┌──

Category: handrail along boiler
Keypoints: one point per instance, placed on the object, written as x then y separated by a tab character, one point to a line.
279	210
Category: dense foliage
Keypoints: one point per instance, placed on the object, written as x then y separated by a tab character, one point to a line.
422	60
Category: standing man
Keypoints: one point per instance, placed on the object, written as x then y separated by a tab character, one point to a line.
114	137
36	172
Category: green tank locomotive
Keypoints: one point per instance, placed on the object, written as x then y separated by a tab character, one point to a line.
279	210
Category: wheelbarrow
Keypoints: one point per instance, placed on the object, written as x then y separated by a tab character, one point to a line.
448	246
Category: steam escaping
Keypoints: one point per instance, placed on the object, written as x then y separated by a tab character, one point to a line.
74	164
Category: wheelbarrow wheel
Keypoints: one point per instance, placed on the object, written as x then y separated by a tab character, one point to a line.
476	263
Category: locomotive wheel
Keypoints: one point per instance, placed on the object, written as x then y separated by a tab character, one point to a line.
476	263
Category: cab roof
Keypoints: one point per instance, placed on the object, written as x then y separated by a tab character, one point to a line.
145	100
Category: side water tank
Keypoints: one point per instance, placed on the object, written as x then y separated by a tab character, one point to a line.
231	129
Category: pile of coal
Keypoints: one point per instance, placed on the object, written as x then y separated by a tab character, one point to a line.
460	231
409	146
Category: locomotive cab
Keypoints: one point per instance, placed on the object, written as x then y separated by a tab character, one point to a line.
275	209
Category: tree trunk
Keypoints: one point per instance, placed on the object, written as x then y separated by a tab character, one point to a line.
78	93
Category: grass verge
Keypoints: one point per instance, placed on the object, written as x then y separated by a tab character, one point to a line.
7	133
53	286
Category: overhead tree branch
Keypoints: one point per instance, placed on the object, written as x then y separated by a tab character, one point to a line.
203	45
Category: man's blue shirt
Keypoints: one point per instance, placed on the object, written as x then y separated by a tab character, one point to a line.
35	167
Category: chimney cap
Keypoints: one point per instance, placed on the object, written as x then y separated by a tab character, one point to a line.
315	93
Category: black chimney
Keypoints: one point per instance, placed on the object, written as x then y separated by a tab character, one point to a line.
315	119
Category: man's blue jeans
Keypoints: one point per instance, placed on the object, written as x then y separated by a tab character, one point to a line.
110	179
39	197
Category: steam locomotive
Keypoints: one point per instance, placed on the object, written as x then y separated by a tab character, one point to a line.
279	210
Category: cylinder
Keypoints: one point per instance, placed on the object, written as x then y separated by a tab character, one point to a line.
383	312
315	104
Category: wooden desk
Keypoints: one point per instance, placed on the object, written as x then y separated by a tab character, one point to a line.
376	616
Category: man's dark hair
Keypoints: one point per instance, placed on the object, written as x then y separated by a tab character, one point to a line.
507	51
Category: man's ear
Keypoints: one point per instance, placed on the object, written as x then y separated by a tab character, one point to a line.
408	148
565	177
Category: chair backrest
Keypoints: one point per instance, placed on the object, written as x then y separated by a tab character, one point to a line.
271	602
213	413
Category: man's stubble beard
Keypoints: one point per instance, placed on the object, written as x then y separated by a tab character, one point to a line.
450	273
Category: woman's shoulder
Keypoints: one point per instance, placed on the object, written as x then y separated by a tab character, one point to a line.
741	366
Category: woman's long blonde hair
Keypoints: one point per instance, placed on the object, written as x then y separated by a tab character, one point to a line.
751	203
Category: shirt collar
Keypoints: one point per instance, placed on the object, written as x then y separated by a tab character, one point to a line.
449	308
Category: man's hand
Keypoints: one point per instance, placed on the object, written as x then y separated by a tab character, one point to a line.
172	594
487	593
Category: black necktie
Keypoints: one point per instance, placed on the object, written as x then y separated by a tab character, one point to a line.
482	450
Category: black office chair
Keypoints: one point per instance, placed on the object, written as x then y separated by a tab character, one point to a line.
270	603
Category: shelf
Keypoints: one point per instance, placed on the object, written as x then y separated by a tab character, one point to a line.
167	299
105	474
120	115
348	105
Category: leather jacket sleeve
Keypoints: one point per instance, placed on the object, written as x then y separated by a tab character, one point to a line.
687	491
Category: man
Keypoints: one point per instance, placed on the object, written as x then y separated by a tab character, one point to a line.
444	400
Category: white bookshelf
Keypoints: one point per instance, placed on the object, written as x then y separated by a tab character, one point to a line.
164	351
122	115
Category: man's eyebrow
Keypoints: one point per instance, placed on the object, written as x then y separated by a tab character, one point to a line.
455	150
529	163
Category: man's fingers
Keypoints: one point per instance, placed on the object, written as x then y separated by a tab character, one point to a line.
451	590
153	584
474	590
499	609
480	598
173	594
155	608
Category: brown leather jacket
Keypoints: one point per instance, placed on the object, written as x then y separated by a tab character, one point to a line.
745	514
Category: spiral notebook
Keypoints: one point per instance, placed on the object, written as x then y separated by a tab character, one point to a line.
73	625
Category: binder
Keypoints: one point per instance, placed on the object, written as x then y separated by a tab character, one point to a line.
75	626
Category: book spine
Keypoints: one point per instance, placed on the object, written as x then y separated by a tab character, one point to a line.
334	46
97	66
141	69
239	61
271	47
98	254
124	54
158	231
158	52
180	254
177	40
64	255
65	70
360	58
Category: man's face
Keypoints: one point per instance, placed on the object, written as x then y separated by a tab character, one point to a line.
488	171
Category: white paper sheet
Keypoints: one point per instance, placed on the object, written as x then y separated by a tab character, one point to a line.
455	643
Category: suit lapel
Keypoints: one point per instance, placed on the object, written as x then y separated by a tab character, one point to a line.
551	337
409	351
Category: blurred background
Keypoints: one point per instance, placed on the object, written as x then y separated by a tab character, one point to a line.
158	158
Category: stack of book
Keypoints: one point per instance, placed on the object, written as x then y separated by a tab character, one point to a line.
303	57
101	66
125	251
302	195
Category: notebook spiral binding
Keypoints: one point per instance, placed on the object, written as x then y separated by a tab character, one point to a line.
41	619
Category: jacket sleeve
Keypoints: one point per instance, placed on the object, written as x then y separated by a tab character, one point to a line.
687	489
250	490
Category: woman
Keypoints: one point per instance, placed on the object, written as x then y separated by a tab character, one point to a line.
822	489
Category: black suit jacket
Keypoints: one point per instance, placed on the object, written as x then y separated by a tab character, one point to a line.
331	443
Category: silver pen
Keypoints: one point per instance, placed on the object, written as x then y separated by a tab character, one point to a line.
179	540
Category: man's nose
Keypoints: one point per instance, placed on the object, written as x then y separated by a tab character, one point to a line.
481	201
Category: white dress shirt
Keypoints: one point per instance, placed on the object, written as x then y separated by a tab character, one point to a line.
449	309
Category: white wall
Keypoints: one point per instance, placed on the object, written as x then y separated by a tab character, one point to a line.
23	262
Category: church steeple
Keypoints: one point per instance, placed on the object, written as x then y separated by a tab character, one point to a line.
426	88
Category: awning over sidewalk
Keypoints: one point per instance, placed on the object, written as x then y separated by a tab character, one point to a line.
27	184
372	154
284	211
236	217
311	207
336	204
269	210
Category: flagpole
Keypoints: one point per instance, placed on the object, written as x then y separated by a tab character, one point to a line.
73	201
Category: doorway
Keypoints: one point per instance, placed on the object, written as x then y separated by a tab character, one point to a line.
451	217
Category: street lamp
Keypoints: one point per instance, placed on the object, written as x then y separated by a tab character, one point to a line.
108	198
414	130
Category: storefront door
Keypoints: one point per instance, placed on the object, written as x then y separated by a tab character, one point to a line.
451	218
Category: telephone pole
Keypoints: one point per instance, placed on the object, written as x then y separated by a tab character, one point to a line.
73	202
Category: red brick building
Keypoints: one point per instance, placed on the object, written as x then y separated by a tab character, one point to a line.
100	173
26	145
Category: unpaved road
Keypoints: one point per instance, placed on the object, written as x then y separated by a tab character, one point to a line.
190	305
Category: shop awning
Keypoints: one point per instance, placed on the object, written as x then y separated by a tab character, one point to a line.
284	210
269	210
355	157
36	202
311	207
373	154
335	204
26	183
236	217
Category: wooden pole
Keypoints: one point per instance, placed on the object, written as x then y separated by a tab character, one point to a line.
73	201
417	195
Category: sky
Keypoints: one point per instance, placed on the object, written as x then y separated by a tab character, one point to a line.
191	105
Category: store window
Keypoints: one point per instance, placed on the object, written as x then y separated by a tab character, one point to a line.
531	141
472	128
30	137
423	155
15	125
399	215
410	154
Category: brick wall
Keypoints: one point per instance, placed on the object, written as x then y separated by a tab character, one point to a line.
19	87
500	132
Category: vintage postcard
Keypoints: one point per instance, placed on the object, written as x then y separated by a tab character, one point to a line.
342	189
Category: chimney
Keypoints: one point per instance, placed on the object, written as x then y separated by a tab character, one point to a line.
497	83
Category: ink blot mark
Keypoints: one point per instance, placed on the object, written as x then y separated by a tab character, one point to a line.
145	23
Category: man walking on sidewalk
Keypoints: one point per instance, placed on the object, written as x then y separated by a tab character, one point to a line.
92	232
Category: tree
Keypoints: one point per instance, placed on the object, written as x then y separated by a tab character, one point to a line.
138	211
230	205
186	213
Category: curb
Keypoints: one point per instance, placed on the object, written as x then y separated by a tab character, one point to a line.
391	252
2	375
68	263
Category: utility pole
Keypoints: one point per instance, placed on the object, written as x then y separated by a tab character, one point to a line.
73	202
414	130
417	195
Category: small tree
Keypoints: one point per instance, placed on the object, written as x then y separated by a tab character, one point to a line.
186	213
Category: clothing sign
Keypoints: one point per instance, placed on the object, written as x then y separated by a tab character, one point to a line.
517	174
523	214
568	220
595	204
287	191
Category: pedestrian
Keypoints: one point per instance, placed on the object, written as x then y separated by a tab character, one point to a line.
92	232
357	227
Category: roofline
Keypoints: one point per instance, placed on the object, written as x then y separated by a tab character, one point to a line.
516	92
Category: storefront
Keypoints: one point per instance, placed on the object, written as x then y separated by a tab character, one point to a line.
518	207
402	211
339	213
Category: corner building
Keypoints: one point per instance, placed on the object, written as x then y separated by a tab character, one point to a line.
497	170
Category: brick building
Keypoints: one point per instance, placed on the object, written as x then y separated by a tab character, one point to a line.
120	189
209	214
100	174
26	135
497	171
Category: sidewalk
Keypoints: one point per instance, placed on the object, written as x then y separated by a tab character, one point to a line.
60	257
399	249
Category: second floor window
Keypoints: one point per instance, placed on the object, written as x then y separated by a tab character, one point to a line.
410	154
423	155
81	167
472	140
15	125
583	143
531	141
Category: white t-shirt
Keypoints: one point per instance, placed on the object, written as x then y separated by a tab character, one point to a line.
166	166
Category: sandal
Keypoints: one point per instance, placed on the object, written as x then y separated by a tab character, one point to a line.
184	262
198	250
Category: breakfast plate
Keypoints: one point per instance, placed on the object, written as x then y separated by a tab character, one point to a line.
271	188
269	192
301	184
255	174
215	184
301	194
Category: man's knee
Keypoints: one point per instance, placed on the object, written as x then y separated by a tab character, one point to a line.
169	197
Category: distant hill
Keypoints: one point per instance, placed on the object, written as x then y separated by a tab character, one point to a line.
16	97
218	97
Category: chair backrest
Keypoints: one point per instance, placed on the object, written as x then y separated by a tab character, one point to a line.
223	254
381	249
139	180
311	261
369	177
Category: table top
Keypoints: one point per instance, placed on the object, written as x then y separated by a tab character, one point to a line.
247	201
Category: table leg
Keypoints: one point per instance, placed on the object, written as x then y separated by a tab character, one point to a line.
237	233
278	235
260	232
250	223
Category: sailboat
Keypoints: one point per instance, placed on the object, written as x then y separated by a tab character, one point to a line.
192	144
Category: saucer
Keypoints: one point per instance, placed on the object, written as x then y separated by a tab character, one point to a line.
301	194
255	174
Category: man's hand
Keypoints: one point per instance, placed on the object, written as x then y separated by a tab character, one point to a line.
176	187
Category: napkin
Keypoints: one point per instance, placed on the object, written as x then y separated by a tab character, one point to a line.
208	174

└──

• _What is required_:
Return exactly the lines above from the line that has "Category: small tree" through the line that has "Category: second floor window", inclusive, and nothing else.

• _Written solution_:
Category: small tree
Keypoints: one point per instance, placed on the object, written as x then y separated by a tab character, one point to a line.
186	213
Category: clothing sign
Keypoints: one point per instance, placed on the object, written as x then y separated by a tab character, one point to a line.
517	174
523	214
568	220
595	204
287	191
Category: pedestrian
Keypoints: one point per instance, placed on the object, written as x then y separated by a tab character, one point to a line.
92	232
357	227
Category: roofline
Keypoints: one point per instance, placed on the object, written as x then y separated by a tab character, one point to a line.
516	92
Category: storefront
Keypoints: one point per instance, placed on the object, written as x then y separated by a tab character, one point to a line.
518	207
402	211
339	213
Category: corner building
Keypoints: one point per instance, placed on the object, written as x then y separated by a tab character, one point to a line.
497	170
Category: brick building
Keypoints: one point per instance, placed on the object, written as x then y separated by a tab character, one point to a line.
120	189
209	214
100	174
26	135
497	171
Category: sidewalk
Keypoints: one point per instance, placed on the object, written as x then y separated by a tab character, one point to a line.
60	257
399	249
Category: second floor window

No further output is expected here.